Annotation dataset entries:
↓↓↓

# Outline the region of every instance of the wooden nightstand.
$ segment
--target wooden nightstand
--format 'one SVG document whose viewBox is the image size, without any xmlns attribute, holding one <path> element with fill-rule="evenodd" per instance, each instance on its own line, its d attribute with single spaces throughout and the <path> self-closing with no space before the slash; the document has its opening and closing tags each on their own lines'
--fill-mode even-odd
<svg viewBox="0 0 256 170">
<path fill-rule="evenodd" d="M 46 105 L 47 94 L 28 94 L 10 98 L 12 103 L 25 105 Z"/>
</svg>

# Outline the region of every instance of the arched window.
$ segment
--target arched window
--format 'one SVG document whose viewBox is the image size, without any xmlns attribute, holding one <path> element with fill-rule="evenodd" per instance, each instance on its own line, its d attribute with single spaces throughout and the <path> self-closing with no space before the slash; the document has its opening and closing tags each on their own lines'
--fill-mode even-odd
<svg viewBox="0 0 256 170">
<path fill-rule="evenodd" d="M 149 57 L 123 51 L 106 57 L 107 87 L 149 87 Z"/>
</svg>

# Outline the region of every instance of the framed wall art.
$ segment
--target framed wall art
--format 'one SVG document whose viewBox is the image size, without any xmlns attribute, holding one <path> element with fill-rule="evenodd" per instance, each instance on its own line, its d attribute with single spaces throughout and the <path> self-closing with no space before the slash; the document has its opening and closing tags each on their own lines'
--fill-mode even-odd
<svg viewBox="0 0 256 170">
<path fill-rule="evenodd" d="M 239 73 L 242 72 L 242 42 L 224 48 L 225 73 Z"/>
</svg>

↑↑↑

*SHORT PROBLEM*. Reproduce the stretch from the start of the records through the line containing "--target wooden nightstand", replacing "nightstand" with "bedside table" and leaving everything else unchanged.

*COMPLETED TASK*.
# Outline the region of every instance of the wooden bedside table.
$ segment
--target wooden bedside table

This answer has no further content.